■ **Source text**
***

Difference between an NPC and a Staff PC?
-
This is getting increasingly ridiculous. No one is 'drafting a set of standards.' No one is going to go over and knock on Arx's door to make people stop TSing with their magic elves or PC-turned-NPC superheroes that are already lulzy as fuck in the ethics department.
But as a broad statement, I still have no problem casting NPC TS as generally unethical. Use @Ganymede's phrasing if you prefer, because lawyer, but there's so much baggage wrapped up in sexual interaction that I simply cannot accept people shrugging it off as no big deal. It will always be kind of a big deal, give or take, it will always carry implications of favoritism or coercion. It's not being treated special because we're prudes, it's being treated that way because human nature shows it to be that way.
I mean...
@Sparks said in Difference between an NPC and a Staff PC?:
Yes, if you are GM'ing for a specific organization—if you're running games at a convention for WotC or Paizo—you do have a set of rules you're expected to adhere to, and which you agree to when you sign up to do that for them. But if you are running a game in your house, you are not running it on behalf of anyone else. You do not have to sign anything before you sit down to run a game, not even if you post an open invite on the board at the gaming shop and allow people you don't even know to come.
If you're running a game in your house, you're still beholden to a 'set of standards' you yourself didn't create. They're called 'society' and the laws of wherever you live.

***

■ **Listed records**
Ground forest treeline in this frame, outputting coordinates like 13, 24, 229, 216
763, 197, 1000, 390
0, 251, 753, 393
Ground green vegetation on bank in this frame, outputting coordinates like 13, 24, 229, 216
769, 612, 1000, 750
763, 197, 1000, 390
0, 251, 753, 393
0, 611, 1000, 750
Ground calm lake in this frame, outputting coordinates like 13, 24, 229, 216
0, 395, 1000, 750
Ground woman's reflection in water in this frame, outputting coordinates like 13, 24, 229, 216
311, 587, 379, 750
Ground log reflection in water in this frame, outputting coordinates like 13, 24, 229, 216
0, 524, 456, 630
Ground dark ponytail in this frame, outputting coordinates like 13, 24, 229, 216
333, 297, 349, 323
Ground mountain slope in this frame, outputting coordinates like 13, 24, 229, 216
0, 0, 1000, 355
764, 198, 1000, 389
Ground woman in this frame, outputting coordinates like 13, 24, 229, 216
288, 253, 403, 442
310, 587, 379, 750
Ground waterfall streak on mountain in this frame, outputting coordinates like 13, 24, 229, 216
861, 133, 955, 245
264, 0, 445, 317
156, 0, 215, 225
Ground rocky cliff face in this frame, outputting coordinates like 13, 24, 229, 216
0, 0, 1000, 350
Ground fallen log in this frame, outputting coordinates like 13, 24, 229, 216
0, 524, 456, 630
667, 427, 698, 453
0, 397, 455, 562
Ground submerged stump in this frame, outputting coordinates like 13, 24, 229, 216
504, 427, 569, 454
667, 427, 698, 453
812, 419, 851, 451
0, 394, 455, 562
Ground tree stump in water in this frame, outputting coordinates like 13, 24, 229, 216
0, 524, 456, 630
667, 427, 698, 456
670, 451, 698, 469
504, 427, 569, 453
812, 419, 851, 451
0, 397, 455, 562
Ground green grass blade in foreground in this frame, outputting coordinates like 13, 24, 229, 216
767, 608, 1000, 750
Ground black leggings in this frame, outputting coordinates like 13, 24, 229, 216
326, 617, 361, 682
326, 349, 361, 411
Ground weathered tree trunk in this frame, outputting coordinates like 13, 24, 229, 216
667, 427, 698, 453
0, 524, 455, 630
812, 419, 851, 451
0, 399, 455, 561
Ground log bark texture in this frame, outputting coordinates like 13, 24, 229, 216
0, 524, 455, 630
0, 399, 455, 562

***

■ **Exercise task 1**
Copy out word for word the part of the records that opens with the line containing "Ground mountain slope" and closes with the line containing "156, 0, 215, 225".
■ **Exercise task 2**
Write the next part of the forum discussion about NPCs and staff PCs, picking up after its final sentence.
The forum discussion about NPCs and staff PCs and the records come from unrelated sources.

■ **Written answer 1**
Ground mountain slope in this frame, outputting coordinates like 13, 24, 229, 216
0, 0, 1000, 355
764, 198, 1000, 389
Ground woman in this frame, outputting coordinates like 13, 24, 229, 216
288, 253, 403, 442
310, 587, 379, 750
Ground waterfall streak on mountain in this frame, outputting coordinates like 13, 24, 229, 216
861, 133, 955, 245
264, 0, 445, 317
156, 0, 215, 225

■ **Written answer 2**
This is, again, where it becomes almost riotously bizarre the way this defense is being constructed. Sexual harassment of this kind is a real problem in gaming. Women getting hit on/propositioned/offered benefits for sexual favors in real life when entering gaming spaces is a problem long reported on. You wouldn't hesitate to call a DM doing that a deplorable of the highest magnitude, I imagine, even if they'd skirted breaking any actual laws. That is applying a set of standards to someone's home game, too. Saying its onerous to have even thoughts or discussions about it here is ridiculous.
-
@bored said in Difference between an NPC and a Staff PC?:
No one is 'drafting a set of standards.'
We sort of are. Not a set of standards for games themselves, perhaps, but standards for how we treat things.
-
Like, I've literally been doing this for 20 years and have consistently been able to have sex RP with sane partners who didn't get weird OOC about it, but to pretend it is impossible for people to RP sexually themed stuff without being weird OOC is every bit as absurd as you are attempting to cast this entire argument as.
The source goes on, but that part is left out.